►

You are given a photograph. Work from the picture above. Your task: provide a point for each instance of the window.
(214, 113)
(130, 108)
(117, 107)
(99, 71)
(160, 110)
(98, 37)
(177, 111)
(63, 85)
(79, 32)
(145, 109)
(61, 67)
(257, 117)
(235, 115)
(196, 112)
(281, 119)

◄

> Instructions to follow
Give back the whole of the data above, exactly as written.

> Problem solution
You are given a photograph. Work from the picture above. Your task: provide a point for each instance of the window.
(214, 113)
(130, 108)
(117, 107)
(99, 71)
(160, 110)
(98, 37)
(177, 111)
(63, 85)
(79, 32)
(145, 109)
(61, 67)
(257, 117)
(235, 115)
(196, 112)
(281, 119)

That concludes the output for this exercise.